Location identification entries
>>>
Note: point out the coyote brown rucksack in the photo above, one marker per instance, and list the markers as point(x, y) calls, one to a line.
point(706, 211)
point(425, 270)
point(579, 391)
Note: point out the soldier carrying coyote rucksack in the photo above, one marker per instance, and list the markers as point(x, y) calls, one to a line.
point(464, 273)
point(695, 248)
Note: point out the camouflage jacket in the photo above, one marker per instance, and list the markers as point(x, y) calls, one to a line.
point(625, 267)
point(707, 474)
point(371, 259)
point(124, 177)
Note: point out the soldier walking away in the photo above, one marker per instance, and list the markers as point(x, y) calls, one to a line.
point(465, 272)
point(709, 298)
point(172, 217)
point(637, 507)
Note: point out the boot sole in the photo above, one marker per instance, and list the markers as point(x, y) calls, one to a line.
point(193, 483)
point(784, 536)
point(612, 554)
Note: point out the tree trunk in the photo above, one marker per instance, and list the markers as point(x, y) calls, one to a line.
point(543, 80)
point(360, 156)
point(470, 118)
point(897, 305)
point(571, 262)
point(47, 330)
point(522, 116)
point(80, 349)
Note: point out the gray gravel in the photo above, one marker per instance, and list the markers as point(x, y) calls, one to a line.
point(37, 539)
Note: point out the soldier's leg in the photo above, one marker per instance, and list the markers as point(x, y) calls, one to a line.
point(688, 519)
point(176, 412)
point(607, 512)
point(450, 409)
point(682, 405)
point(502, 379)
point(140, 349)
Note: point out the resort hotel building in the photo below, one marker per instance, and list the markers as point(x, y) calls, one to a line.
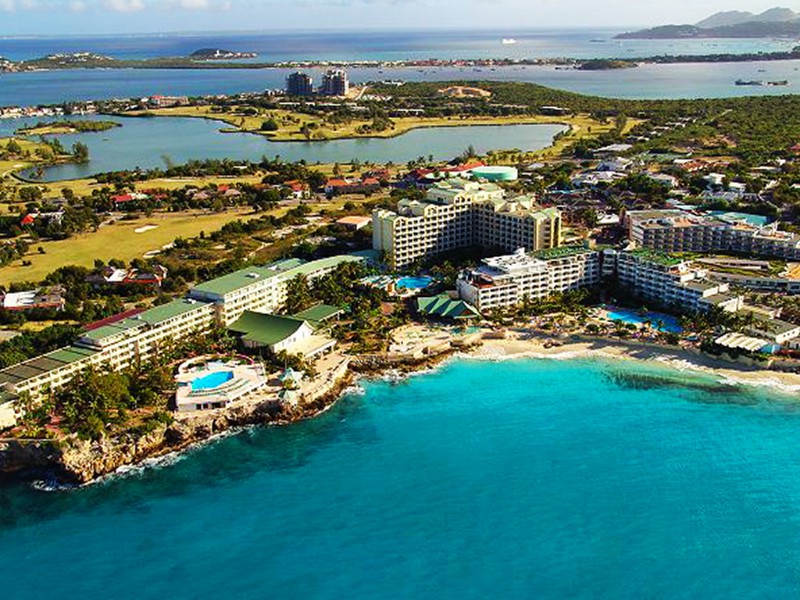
point(506, 281)
point(120, 343)
point(679, 231)
point(671, 282)
point(458, 214)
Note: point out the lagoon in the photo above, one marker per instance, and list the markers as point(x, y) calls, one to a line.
point(154, 142)
point(648, 81)
point(522, 479)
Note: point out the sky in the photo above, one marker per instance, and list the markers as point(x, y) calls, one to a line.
point(81, 17)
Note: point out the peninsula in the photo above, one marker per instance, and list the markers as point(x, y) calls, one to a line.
point(772, 23)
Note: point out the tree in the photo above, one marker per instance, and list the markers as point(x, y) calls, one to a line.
point(269, 125)
point(80, 152)
point(298, 295)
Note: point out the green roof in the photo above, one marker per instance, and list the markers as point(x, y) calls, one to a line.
point(6, 397)
point(560, 252)
point(42, 364)
point(319, 313)
point(263, 329)
point(111, 330)
point(661, 258)
point(246, 277)
point(165, 312)
point(324, 263)
point(444, 306)
point(152, 317)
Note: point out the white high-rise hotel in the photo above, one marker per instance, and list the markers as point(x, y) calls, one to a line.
point(457, 214)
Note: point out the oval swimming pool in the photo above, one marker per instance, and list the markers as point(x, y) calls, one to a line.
point(414, 283)
point(211, 381)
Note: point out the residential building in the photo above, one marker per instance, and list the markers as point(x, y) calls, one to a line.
point(115, 276)
point(680, 231)
point(119, 343)
point(672, 282)
point(50, 298)
point(261, 289)
point(506, 281)
point(335, 83)
point(458, 214)
point(292, 335)
point(299, 84)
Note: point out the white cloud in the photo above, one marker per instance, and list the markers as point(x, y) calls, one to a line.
point(194, 4)
point(125, 5)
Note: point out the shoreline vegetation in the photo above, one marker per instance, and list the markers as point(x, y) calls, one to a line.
point(78, 462)
point(62, 127)
point(294, 127)
point(88, 61)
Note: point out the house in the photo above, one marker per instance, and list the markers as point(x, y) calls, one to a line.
point(42, 298)
point(664, 179)
point(297, 189)
point(115, 276)
point(125, 198)
point(354, 222)
point(445, 307)
point(617, 165)
point(279, 334)
point(337, 187)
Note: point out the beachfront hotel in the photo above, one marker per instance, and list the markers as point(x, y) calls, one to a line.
point(261, 289)
point(458, 214)
point(119, 343)
point(671, 282)
point(679, 231)
point(506, 281)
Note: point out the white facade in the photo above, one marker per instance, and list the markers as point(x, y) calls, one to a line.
point(672, 283)
point(678, 231)
point(505, 281)
point(120, 344)
point(458, 214)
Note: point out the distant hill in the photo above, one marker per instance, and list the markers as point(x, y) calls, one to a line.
point(775, 22)
point(737, 17)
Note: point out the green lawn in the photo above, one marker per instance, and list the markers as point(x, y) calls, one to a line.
point(119, 240)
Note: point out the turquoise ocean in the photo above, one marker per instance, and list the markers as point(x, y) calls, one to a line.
point(522, 479)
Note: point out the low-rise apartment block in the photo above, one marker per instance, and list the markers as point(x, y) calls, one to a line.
point(458, 214)
point(672, 282)
point(119, 344)
point(679, 231)
point(506, 281)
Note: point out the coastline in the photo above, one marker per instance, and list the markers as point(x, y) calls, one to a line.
point(676, 358)
point(78, 463)
point(419, 123)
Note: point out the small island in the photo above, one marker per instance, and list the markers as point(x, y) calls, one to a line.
point(606, 65)
point(67, 127)
point(218, 54)
point(773, 23)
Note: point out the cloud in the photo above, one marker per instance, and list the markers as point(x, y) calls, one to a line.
point(125, 5)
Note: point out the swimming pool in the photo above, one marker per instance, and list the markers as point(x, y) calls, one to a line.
point(414, 283)
point(211, 381)
point(625, 315)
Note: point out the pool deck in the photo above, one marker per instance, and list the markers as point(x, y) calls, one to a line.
point(246, 378)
<<<
Description of the task
Omit every picture, and otherwise quote the entries exactly.

Output for this task
Note: point out the coyote brown rucksack in the photo above, one marker per instance, and list the markers as point(x, y) calls, one to a line.
point(706, 211)
point(425, 270)
point(579, 391)
Note: point out the soldier carrying coyote rucksack in the photo above, one marker per instance, and list the markers as point(x, y) calls, one to a line.
point(464, 273)
point(695, 248)
Note: point out the camouflage jacket in the photo above, one marker per instance, and list the markers as point(x, y) calls, one to a line.
point(625, 267)
point(707, 474)
point(371, 259)
point(124, 177)
Note: point out the soldier walking away in the photo above, one marker per instance, and list the markers as point(x, y) calls, one to a line.
point(465, 272)
point(709, 298)
point(172, 217)
point(637, 507)
Note: point out the boot sole in the photo above, one marker per instance, and list the markers as point(x, y) calls, one to a line.
point(193, 483)
point(784, 536)
point(612, 554)
Note: point out the tree trunk in the photo above, one marker per instance, and list the markers as point(x, y) calls, one to a line.
point(543, 80)
point(360, 156)
point(470, 118)
point(897, 305)
point(571, 262)
point(47, 330)
point(522, 116)
point(80, 349)
Note: point out the gray gravel in the photo above, one marker per instance, and list the markers as point(x, y) calls, one to a line.
point(37, 539)
Note: point out the soldier's leg in the photo above, one marker per instance, and list the markers as point(x, y) calls, one to a line.
point(688, 519)
point(176, 412)
point(607, 512)
point(450, 409)
point(682, 405)
point(502, 379)
point(140, 349)
Note: point out the resort hotel building in the photo below, one marker per instance, and list the markers as point(x, y) calls, one to a line.
point(506, 281)
point(120, 343)
point(679, 231)
point(671, 282)
point(458, 214)
Note: point out the lagoon in the photo above, one marker per instance, and list the markers as point(x, y) calls, one to a line.
point(154, 142)
point(648, 81)
point(522, 479)
Note: point out the sky in the photo above, one marker per instance, and list the markers as point(x, y) calls, one to a line.
point(81, 17)
Note: point out the peninsula in the photo above, one marker per instance, and list the markers as point(x, y) calls, one to a line.
point(772, 23)
Note: point out the tree in the photo above, one marker per instance, and list the markers as point(x, y) calls, one to a line.
point(269, 125)
point(80, 152)
point(298, 295)
Note: point out the green roof in the photo above, one marker per instance, and list the markers as point(x, y) calls, one to a line.
point(6, 397)
point(560, 252)
point(42, 364)
point(319, 313)
point(263, 329)
point(111, 330)
point(661, 258)
point(246, 277)
point(165, 312)
point(324, 263)
point(444, 306)
point(152, 317)
Note: point out the white high-rise hotel in the photo above, one marker per instance, and list the markers as point(x, y) calls, one to a line.
point(457, 214)
Note: point out the oval swimming pool in the photo above, one marker per instance, and list the markers as point(x, y) calls, one to a line.
point(414, 283)
point(211, 381)
Note: point out the residential building in the photo above, one marker per instance, and list the markers as point(x, y) calls, one to a line.
point(115, 276)
point(680, 231)
point(119, 343)
point(672, 282)
point(50, 298)
point(261, 289)
point(506, 281)
point(335, 83)
point(458, 214)
point(292, 335)
point(299, 84)
Note: point out the white cloud in the photo above, one marker per instance, and list the markers as point(x, y) calls, one to a line.
point(194, 4)
point(125, 5)
Note: point out the shoreline vegetation in the photo above, one marker per instance, and list the markers as point(x, y) calls, one to a line.
point(78, 462)
point(62, 127)
point(294, 127)
point(88, 61)
Note: point out the house in the photo above, one marker per instance, and list the markers as point(x, y) calls, one to a line.
point(42, 298)
point(664, 179)
point(297, 189)
point(115, 276)
point(125, 198)
point(354, 222)
point(445, 307)
point(617, 165)
point(279, 334)
point(337, 187)
Note: point out the beachfront hotel in the photo above, one marker per instance, and list the markers as point(x, y) calls, one to a line.
point(261, 289)
point(458, 214)
point(119, 343)
point(671, 282)
point(679, 231)
point(506, 281)
Note: point out the white facade in the photo above, one marker per instance, and list the markers as point(x, y) calls, one to a line.
point(672, 283)
point(678, 231)
point(505, 281)
point(120, 344)
point(458, 214)
Note: point out the distant hill in the photo above, one marker per instance, and list the markers as point(x, y) calls, one to a line.
point(775, 22)
point(737, 17)
Note: point out the green lawn in the photo above, one marker per instance, and list the markers as point(x, y) calls, one to a line.
point(119, 240)
Note: point out the turquoise ocean in the photo above, one marker per instance, and list the markers as point(x, y) calls, one to a line.
point(522, 479)
Note: point out the low-rise apartment block in the photo above, one marker per instance, and list the markers as point(x, y) calls, one to a line.
point(458, 214)
point(672, 282)
point(119, 344)
point(679, 231)
point(506, 281)
Note: point out the coastline in the photo above, one marker per instance, and list the markers as point(x, y) calls, one to a line.
point(676, 358)
point(78, 463)
point(419, 123)
Note: point out the small island in the photo above, one marker per instance, and list the markers as point(x, y) calls, one to a line.
point(606, 65)
point(67, 127)
point(218, 54)
point(773, 23)
Note: point out the cloud in the photo above, one marker per instance, and list the markers as point(x, y) calls, one to a line.
point(125, 5)
Note: point out the swimming pool in the photo above, one marker per instance, and list the markers as point(x, y) calls, one to a line.
point(414, 283)
point(211, 381)
point(625, 315)
Note: point out the pool deck in the photo above, one marker per instance, and list the markers as point(x, y) calls, one to a line.
point(246, 378)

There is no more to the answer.